### Task goal
What you return should be each line of the data containing the string "correct".

======== The data

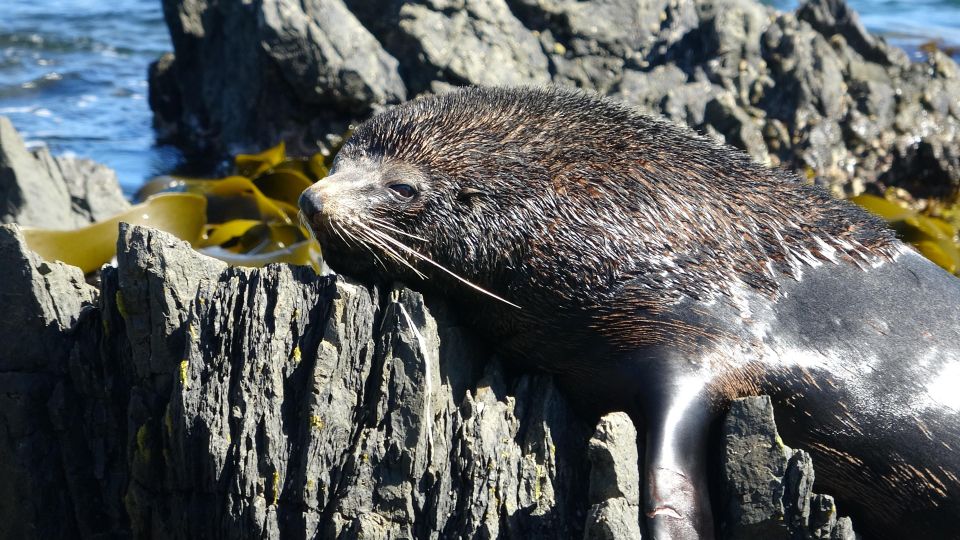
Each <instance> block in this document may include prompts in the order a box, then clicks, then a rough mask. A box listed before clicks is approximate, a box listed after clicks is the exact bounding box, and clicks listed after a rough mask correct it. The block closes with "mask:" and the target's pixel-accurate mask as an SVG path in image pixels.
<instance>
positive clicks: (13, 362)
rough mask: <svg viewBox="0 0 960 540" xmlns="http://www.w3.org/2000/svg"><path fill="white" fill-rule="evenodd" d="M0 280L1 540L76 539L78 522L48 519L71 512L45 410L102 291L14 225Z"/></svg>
mask: <svg viewBox="0 0 960 540" xmlns="http://www.w3.org/2000/svg"><path fill="white" fill-rule="evenodd" d="M0 275H2V276H3V279H0V307H2V308H3V313H4V316H3V317H2V318H0V336H2V338H0V342H2V343H3V346H2V347H0V469H2V472H0V475H2V477H3V478H4V481H3V482H2V483H0V521H2V523H3V524H4V525H3V526H2V527H0V537H3V538H68V537H74V536H76V535H78V534H79V533H80V528H79V524H78V523H77V522H76V521H75V520H73V519H70V520H69V521H68V522H63V521H62V519H51V516H57V517H58V518H63V517H65V516H70V515H71V514H72V512H73V511H74V504H73V500H72V493H71V492H70V491H69V490H67V489H65V488H66V487H67V486H68V482H67V475H69V469H66V467H64V465H63V463H62V456H61V454H60V452H59V448H58V441H57V431H56V427H55V422H54V421H53V419H52V418H51V416H50V414H49V411H48V405H49V403H50V401H51V398H52V397H53V396H54V394H55V392H56V389H57V382H58V380H61V379H62V378H63V377H65V376H66V374H67V372H68V359H69V355H70V350H71V348H72V347H73V344H74V343H75V339H76V338H75V335H74V333H75V331H77V329H78V327H80V326H81V325H80V319H81V318H82V317H84V314H85V313H86V312H88V311H90V310H92V309H93V308H94V304H95V302H96V300H97V291H96V289H94V288H93V287H91V286H89V285H87V284H86V282H84V280H83V273H82V272H80V270H79V269H78V268H74V267H71V266H66V265H64V264H62V263H50V262H46V261H43V260H41V259H40V258H39V257H37V256H36V255H35V254H33V253H32V252H30V251H28V250H27V248H26V244H25V243H24V241H23V237H22V235H21V234H20V231H19V228H18V227H17V226H16V225H3V226H0ZM80 495H81V496H85V494H80Z"/></svg>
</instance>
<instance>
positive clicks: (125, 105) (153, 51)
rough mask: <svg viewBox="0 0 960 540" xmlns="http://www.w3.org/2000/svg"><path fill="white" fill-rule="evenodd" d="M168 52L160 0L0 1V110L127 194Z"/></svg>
mask: <svg viewBox="0 0 960 540" xmlns="http://www.w3.org/2000/svg"><path fill="white" fill-rule="evenodd" d="M231 1H234V0H231ZM767 3H768V4H770V5H774V6H776V7H778V8H780V9H795V8H796V5H797V4H798V2H797V1H796V0H768V1H767ZM850 4H851V5H852V6H853V7H854V8H856V9H857V10H858V11H860V13H861V17H862V19H863V21H864V24H866V26H867V27H868V28H870V29H871V30H875V31H878V32H880V33H882V34H884V35H885V36H887V37H888V39H889V40H891V41H892V42H893V43H895V44H897V45H899V46H902V47H904V48H905V49H907V50H908V51H910V52H911V54H920V53H919V52H918V50H917V47H918V46H919V45H920V44H922V43H924V42H926V41H929V40H931V39H935V40H941V41H942V42H943V43H944V44H946V45H948V46H950V45H953V46H956V45H960V0H850ZM169 50H171V45H170V38H169V35H168V34H167V30H166V26H165V25H164V23H163V16H162V13H161V8H160V0H109V1H104V0H0V115H5V116H8V117H9V118H10V119H11V120H12V121H13V123H14V125H15V126H16V127H17V129H19V130H20V132H21V133H22V134H23V135H24V137H25V138H26V139H27V140H28V142H29V143H30V144H34V145H36V144H46V145H48V146H49V147H50V149H51V150H52V151H53V152H54V153H57V154H71V155H78V156H84V157H89V158H92V159H94V160H96V161H99V162H102V163H105V164H107V165H109V166H110V167H113V168H114V169H116V171H117V174H118V176H119V178H120V183H121V185H122V186H123V188H124V191H125V192H127V193H128V194H129V193H132V192H134V191H135V190H136V189H137V187H138V186H139V185H140V184H142V183H143V181H144V180H146V179H148V178H150V177H151V176H154V175H156V174H159V173H162V172H167V171H169V170H171V169H172V168H173V167H174V166H176V164H177V163H179V161H180V159H181V157H180V155H179V153H178V152H177V151H176V150H175V149H173V148H171V147H158V146H156V144H155V140H154V134H153V130H152V128H151V115H150V108H149V105H148V104H147V82H146V77H147V66H148V65H149V63H150V62H151V61H153V60H155V59H156V58H157V57H159V56H160V55H161V54H162V53H163V52H165V51H169ZM956 57H958V59H960V56H956Z"/></svg>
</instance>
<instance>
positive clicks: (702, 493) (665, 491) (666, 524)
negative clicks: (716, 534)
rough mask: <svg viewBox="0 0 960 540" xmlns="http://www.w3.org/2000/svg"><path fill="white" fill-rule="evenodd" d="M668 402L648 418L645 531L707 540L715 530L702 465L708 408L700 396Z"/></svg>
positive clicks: (647, 428) (704, 450)
mask: <svg viewBox="0 0 960 540" xmlns="http://www.w3.org/2000/svg"><path fill="white" fill-rule="evenodd" d="M668 405H669V406H667V407H665V408H663V409H660V410H658V411H656V414H652V415H651V414H648V419H647V420H648V421H647V445H646V476H645V480H644V484H645V486H644V488H645V490H644V511H645V514H646V516H647V522H646V524H647V527H646V528H647V533H648V536H647V537H648V538H654V539H656V540H661V539H672V540H676V539H683V540H687V539H691V540H693V539H705V540H710V539H712V538H713V536H714V534H713V516H712V514H711V512H710V497H709V491H708V488H707V470H706V469H707V466H706V465H707V464H706V461H707V450H706V444H707V436H708V431H709V428H710V419H711V415H710V409H709V407H708V406H707V404H706V403H705V402H702V401H700V400H693V401H688V402H674V403H670V404H668ZM651 412H653V411H651Z"/></svg>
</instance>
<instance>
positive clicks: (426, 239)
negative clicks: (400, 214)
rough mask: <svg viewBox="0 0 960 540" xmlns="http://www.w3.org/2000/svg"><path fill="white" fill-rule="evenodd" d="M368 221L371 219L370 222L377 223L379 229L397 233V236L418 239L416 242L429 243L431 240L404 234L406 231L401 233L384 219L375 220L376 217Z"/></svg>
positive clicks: (411, 234) (400, 231) (403, 231)
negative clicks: (422, 242)
mask: <svg viewBox="0 0 960 540" xmlns="http://www.w3.org/2000/svg"><path fill="white" fill-rule="evenodd" d="M368 219H369V220H370V221H372V222H373V223H375V224H376V225H378V226H379V227H381V228H383V229H387V230H388V231H392V232H395V233H397V234H402V235H403V236H409V237H410V238H414V239H416V240H420V241H421V242H429V240H427V239H426V238H424V237H422V236H417V235H415V234H410V233H408V232H404V231H401V230H400V229H397V228H395V227H392V226H391V225H390V224H388V223H387V222H386V221H383V220H382V219H379V218H375V217H371V218H368Z"/></svg>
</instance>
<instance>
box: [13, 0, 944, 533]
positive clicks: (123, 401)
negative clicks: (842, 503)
mask: <svg viewBox="0 0 960 540" xmlns="http://www.w3.org/2000/svg"><path fill="white" fill-rule="evenodd" d="M164 10H165V14H166V17H167V22H168V24H169V26H170V28H171V33H172V36H173V43H174V48H175V54H174V55H167V56H165V57H164V58H162V59H160V60H159V61H158V62H157V63H156V64H154V65H153V66H152V67H151V69H150V84H151V96H150V98H151V105H152V107H153V108H154V111H155V115H156V125H157V129H158V134H159V136H160V137H161V138H164V139H166V140H170V141H175V142H177V143H178V144H179V145H181V146H182V147H183V148H184V149H185V150H187V151H188V152H192V153H193V154H195V155H201V154H202V155H206V156H208V157H209V156H223V155H225V154H227V153H233V152H236V151H239V150H250V149H259V148H263V147H266V146H270V145H272V144H274V143H275V142H276V141H277V139H280V138H283V139H285V140H286V141H287V142H288V145H289V147H290V148H293V149H295V150H296V149H299V150H300V151H301V152H302V153H309V152H313V151H316V150H318V149H324V148H327V147H329V146H330V145H332V144H334V143H335V142H336V141H337V140H338V138H339V137H340V136H341V135H342V134H343V133H344V132H345V131H346V130H347V129H348V128H349V126H350V125H351V124H352V123H354V122H356V121H358V120H361V119H363V118H365V117H366V116H368V115H369V114H371V113H372V112H373V111H376V110H379V109H381V108H383V107H385V106H389V105H390V104H392V103H396V102H399V101H401V100H403V99H408V98H411V97H414V96H416V95H419V94H421V93H424V92H443V91H445V90H446V89H448V88H450V87H451V86H456V85H462V84H511V85H512V84H546V83H552V84H565V85H574V86H579V87H583V88H586V89H591V90H596V91H600V92H603V93H606V94H609V95H611V96H614V97H616V98H618V99H622V100H624V101H626V102H628V103H631V104H633V105H636V106H638V107H643V108H645V109H647V110H650V111H651V112H655V113H659V114H663V115H665V116H667V117H669V118H671V119H672V120H674V121H677V122H682V123H685V124H688V125H691V126H693V127H694V128H696V129H699V130H702V131H705V132H708V133H711V134H713V135H715V136H717V137H721V138H723V139H724V140H726V141H727V142H729V143H730V144H733V145H736V146H739V147H741V148H743V149H745V150H747V151H748V152H750V153H751V155H753V156H754V158H756V159H758V160H760V161H762V162H765V163H769V164H773V165H781V166H785V167H789V168H793V169H795V170H797V171H798V172H800V173H801V174H802V175H804V176H806V177H808V178H811V179H814V180H815V181H817V182H818V183H820V184H822V185H825V186H829V187H831V188H832V189H834V190H835V191H836V192H838V193H853V192H859V191H862V190H864V189H868V188H869V189H879V188H883V187H886V186H902V187H906V188H909V189H910V190H911V191H912V192H913V193H915V194H918V195H944V194H951V193H953V194H955V193H957V191H958V189H960V75H958V70H957V66H956V64H955V63H954V62H953V61H952V60H950V59H949V58H948V57H947V56H946V55H943V54H942V53H938V52H935V51H934V52H932V53H931V54H930V56H929V58H928V59H927V60H925V61H924V62H916V63H912V62H910V61H909V59H908V58H907V57H906V55H905V54H904V53H902V52H901V51H899V50H897V49H895V48H893V47H890V46H888V45H886V44H885V43H884V42H883V41H882V40H879V39H877V38H875V37H874V36H871V35H870V34H869V33H867V32H866V31H865V30H864V29H863V28H862V26H861V25H860V24H859V22H858V21H857V17H856V14H855V13H853V12H852V11H850V10H849V8H847V6H846V5H845V4H844V3H843V2H842V1H839V0H814V1H811V2H807V3H806V4H805V5H804V6H803V7H801V8H800V9H799V10H798V11H797V13H795V14H784V13H778V12H776V11H774V10H772V9H770V8H767V7H764V6H762V5H760V4H759V3H756V2H752V1H748V0H722V1H712V2H708V1H693V0H689V1H683V0H652V1H650V2H643V3H631V2H616V1H615V2H574V1H572V0H484V1H481V0H452V1H451V0H427V1H424V2H417V3H400V2H393V1H380V0H377V1H374V2H359V1H356V0H311V1H309V2H290V1H288V0H264V1H263V2H260V3H255V4H243V5H241V4H239V3H215V2H209V1H208V0H181V1H173V0H164ZM0 200H2V201H4V206H3V207H2V211H3V214H2V218H0V221H2V222H4V223H11V222H16V223H19V224H20V225H30V226H41V227H51V228H71V227H77V226H80V225H83V224H85V223H89V222H91V221H95V220H99V219H103V218H104V217H107V216H109V215H113V214H115V213H117V212H120V211H122V210H123V209H125V208H126V207H127V204H128V203H127V202H126V201H125V200H124V199H123V196H122V193H121V192H120V190H119V187H117V185H116V179H115V176H113V175H112V172H110V171H109V169H106V168H105V167H102V166H99V165H97V164H94V163H92V162H87V161H83V160H73V159H65V158H55V157H52V156H50V155H49V153H48V152H46V151H44V150H41V151H38V152H34V153H31V152H28V151H27V150H26V149H25V148H23V144H22V141H21V140H20V139H19V137H18V136H17V135H16V132H15V131H14V130H13V128H12V126H10V124H9V122H7V121H6V120H5V119H2V118H0ZM0 269H2V270H3V275H4V276H7V277H6V279H5V280H3V281H2V282H0V299H2V306H3V307H4V308H5V309H6V311H7V314H8V316H7V317H6V318H4V319H0V341H2V342H3V343H5V344H8V345H6V346H5V350H4V351H3V354H2V355H0V426H2V428H3V429H0V477H3V478H6V479H8V481H7V482H6V483H5V487H0V522H2V523H5V524H6V525H4V526H2V527H0V538H50V537H57V538H59V537H69V538H74V537H80V538H106V537H110V538H113V537H119V538H127V537H137V538H140V537H155V538H198V537H204V538H206V537H210V538H214V537H230V538H233V537H242V538H246V537H251V536H256V537H262V538H290V537H294V538H300V537H322V538H327V537H338V538H340V537H342V538H360V537H364V538H369V537H375V538H387V537H390V538H446V537H476V536H481V537H499V536H503V537H511V538H514V537H524V536H526V537H530V536H532V537H541V536H548V537H556V536H562V537H580V536H582V537H584V538H611V539H613V538H635V537H636V535H637V534H638V532H639V530H640V526H641V525H640V524H641V519H642V512H641V511H640V508H641V506H640V483H639V482H640V476H639V468H638V467H637V464H638V462H639V461H640V460H641V459H642V457H641V456H642V452H643V449H642V444H638V440H637V429H636V428H635V427H634V426H633V425H632V423H631V422H630V420H629V418H627V417H626V416H625V415H622V414H612V415H608V416H606V417H603V418H601V419H596V418H585V417H583V416H582V415H581V414H579V413H578V412H577V410H576V407H575V406H573V405H572V404H571V403H569V402H568V401H567V400H566V398H565V397H564V396H563V395H562V394H561V393H560V392H559V391H558V390H557V389H556V387H555V386H554V384H553V382H552V379H551V378H550V377H549V376H546V375H535V374H516V373H513V372H511V371H510V370H509V369H508V366H509V362H508V359H499V358H495V357H491V355H490V354H489V352H488V351H487V350H486V349H485V347H484V346H483V344H482V343H477V342H476V341H475V340H473V339H472V338H471V336H470V335H469V334H467V333H466V332H464V331H463V330H461V329H460V328H459V327H458V326H457V324H456V321H455V320H454V318H453V317H452V315H451V314H450V313H449V312H448V310H447V309H446V307H445V306H444V305H443V303H442V301H440V300H439V299H431V298H424V297H422V296H421V295H420V294H419V293H417V292H415V291H411V290H409V289H406V288H404V287H403V286H402V285H396V286H394V287H393V288H391V289H390V290H380V289H376V288H367V287H364V286H362V285H359V284H356V283H353V282H351V281H350V280H349V279H346V278H333V277H329V276H327V277H322V276H317V275H316V274H315V273H313V272H312V271H311V270H308V269H306V268H299V267H290V266H286V265H273V266H270V267H268V268H265V269H244V268H231V267H227V266H226V265H224V264H222V263H220V262H218V261H215V260H213V259H210V258H207V257H204V256H202V255H200V254H198V253H196V252H194V251H192V250H191V249H190V248H189V246H188V245H187V244H185V243H183V242H180V241H178V240H176V239H174V238H173V237H171V236H169V235H166V234H164V233H159V232H157V231H152V230H150V229H144V228H140V227H129V226H127V227H124V228H123V229H122V231H121V235H120V240H119V245H118V256H117V264H116V266H115V267H106V268H105V269H104V270H103V271H102V272H101V274H100V277H99V278H100V279H99V283H98V286H92V285H89V284H88V283H87V282H86V281H85V276H83V275H82V273H81V272H80V271H79V270H78V269H76V268H73V267H69V266H66V265H63V264H61V263H56V262H50V261H42V260H40V259H39V258H38V257H37V256H36V255H34V254H32V253H31V252H29V250H27V249H26V246H25V244H24V242H23V238H22V235H21V234H20V231H19V228H18V226H16V225H3V226H2V227H0ZM641 443H642V441H641ZM716 446H717V448H718V451H719V457H718V463H719V467H718V469H719V470H718V471H717V478H715V479H711V480H712V481H714V483H715V484H716V485H717V489H716V494H717V497H716V499H717V500H715V501H714V502H715V505H716V508H715V511H716V514H717V522H718V523H719V524H720V527H721V529H720V532H721V536H722V537H724V538H790V539H808V538H824V539H825V538H834V539H841V538H842V539H853V538H854V537H855V535H854V533H853V527H852V525H851V522H850V520H849V519H847V518H838V508H837V507H836V505H835V504H834V503H833V500H832V499H831V498H830V497H829V496H826V495H817V494H814V493H813V492H812V488H813V476H814V474H813V464H812V463H811V461H810V458H809V456H808V455H807V454H806V453H804V452H803V451H802V450H796V451H794V450H791V449H790V448H788V447H786V446H785V445H784V444H783V442H782V441H781V440H780V439H779V436H778V435H777V433H776V425H775V422H774V419H773V412H772V408H771V406H770V403H769V400H768V399H766V398H763V397H760V398H751V399H747V400H741V401H738V402H737V403H735V404H734V406H733V408H732V410H731V412H730V413H729V415H728V416H727V417H726V419H725V420H724V423H723V425H722V426H721V427H720V429H719V436H718V440H717V444H716ZM839 513H840V514H842V513H843V508H842V505H841V507H840V508H839Z"/></svg>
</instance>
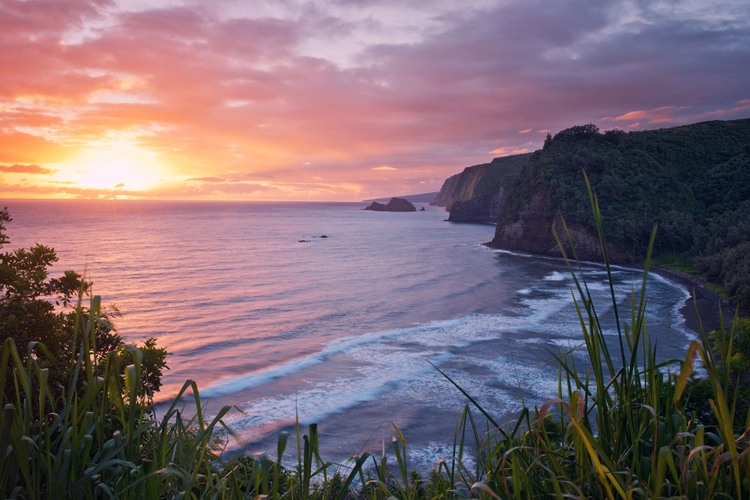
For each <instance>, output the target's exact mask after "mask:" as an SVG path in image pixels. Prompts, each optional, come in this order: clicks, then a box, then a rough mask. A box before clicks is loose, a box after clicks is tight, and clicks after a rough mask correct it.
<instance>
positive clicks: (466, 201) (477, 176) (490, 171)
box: [433, 154, 530, 223]
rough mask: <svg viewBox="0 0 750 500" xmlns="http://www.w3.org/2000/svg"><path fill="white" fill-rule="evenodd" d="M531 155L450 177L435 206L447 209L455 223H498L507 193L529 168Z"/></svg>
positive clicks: (483, 166)
mask: <svg viewBox="0 0 750 500" xmlns="http://www.w3.org/2000/svg"><path fill="white" fill-rule="evenodd" d="M529 157H530V154H520V155H513V156H506V157H502V158H495V159H494V160H492V162H490V163H484V164H481V165H474V166H471V167H466V168H465V169H464V171H463V172H461V173H460V174H456V175H454V176H452V177H450V178H448V179H447V180H446V181H445V183H444V184H443V187H442V189H441V190H440V193H439V194H438V196H437V198H436V200H435V202H433V204H435V205H438V206H445V209H446V211H448V212H450V215H449V217H448V220H450V221H452V222H492V223H495V222H496V220H497V217H498V214H499V212H500V208H501V206H502V203H503V200H504V196H505V193H506V192H507V191H508V190H509V189H511V187H512V186H513V183H514V181H515V179H516V177H517V176H518V174H519V173H520V172H521V170H522V169H523V167H524V166H525V165H526V163H527V162H528V160H529Z"/></svg>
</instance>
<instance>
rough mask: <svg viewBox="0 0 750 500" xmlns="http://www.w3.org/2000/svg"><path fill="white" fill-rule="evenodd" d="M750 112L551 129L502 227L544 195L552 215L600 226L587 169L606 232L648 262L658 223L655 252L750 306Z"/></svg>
mask: <svg viewBox="0 0 750 500" xmlns="http://www.w3.org/2000/svg"><path fill="white" fill-rule="evenodd" d="M749 137H750V119H743V120H728V121H719V120H716V121H708V122H702V123H695V124H691V125H685V126H680V127H672V128H666V129H660V130H645V131H633V132H627V133H626V132H623V131H621V130H608V131H606V132H604V133H600V131H599V128H598V127H596V126H595V125H593V124H588V125H579V126H575V127H571V128H568V129H565V130H562V131H560V132H559V133H557V134H556V135H555V136H554V138H553V137H552V136H549V135H548V137H547V140H546V141H545V142H544V147H543V149H541V150H538V151H535V152H534V153H533V154H532V155H531V157H530V159H529V162H528V163H527V165H526V167H525V168H524V170H523V171H522V172H521V174H520V175H519V177H518V180H517V182H516V183H515V184H514V186H513V188H512V189H509V190H507V195H506V196H505V201H504V202H503V206H502V209H501V211H500V215H499V219H498V231H501V230H502V228H503V226H504V225H505V224H507V223H510V222H511V221H512V220H513V219H514V217H516V215H517V213H518V211H519V209H521V207H523V206H528V205H527V204H528V203H529V202H530V200H532V199H533V198H534V197H535V196H536V195H537V194H538V193H540V194H542V199H544V200H545V203H546V204H547V208H548V210H549V213H551V214H554V213H557V212H558V211H559V212H561V213H562V214H563V215H564V216H565V218H566V220H567V221H568V222H569V223H570V224H571V226H573V225H577V226H580V227H583V228H585V229H586V231H587V232H590V233H591V234H596V227H595V224H594V221H593V219H592V217H591V211H590V210H589V196H588V191H587V187H586V183H584V182H583V180H582V179H581V175H580V172H581V169H585V170H586V172H587V173H588V174H589V176H590V181H591V185H592V186H593V187H594V189H595V191H596V192H597V193H598V195H599V196H600V197H601V200H602V203H603V205H604V209H603V213H602V218H603V220H604V231H605V234H606V236H607V240H608V241H609V242H610V243H611V244H612V245H613V248H614V249H617V250H618V253H620V254H621V257H620V258H622V254H625V255H629V256H630V258H631V259H632V260H633V261H638V262H640V261H641V260H642V259H643V257H644V256H645V252H644V251H645V249H646V247H647V244H648V241H649V237H650V234H651V228H652V225H653V223H654V221H656V222H658V224H659V228H660V230H659V235H658V237H657V239H656V241H655V243H654V255H655V256H657V257H661V258H663V257H665V256H667V255H669V256H673V257H677V258H679V260H681V261H683V262H684V263H685V264H688V265H689V267H690V268H692V269H693V270H694V271H695V272H697V273H698V274H699V275H700V276H702V277H703V279H704V280H708V281H711V282H713V283H716V284H719V285H721V286H722V287H723V289H724V291H725V292H726V294H727V297H728V298H729V300H730V301H731V302H732V303H735V304H738V305H740V306H741V307H743V308H745V309H747V310H750V141H748V138H749Z"/></svg>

================

### Exercise result
Each <instance> block in this document may include prompts in the order a box, then clicks, then a rough mask. A box listed before clicks is approximate, a box listed after clicks is the exact bounding box, and clicks listed after a rough mask correct it. The block closes with "mask:" and the target's pixel-accurate mask as an SVG path in image pixels.
For each <instance>, output the target's exact mask after "mask:" as an SVG path in image pixels. Prompts, each optional, come in this order: clicks, then a box, then a rough mask. A box before clicks is loose, a box after clicks is tight, and clicks after a rough mask correct it.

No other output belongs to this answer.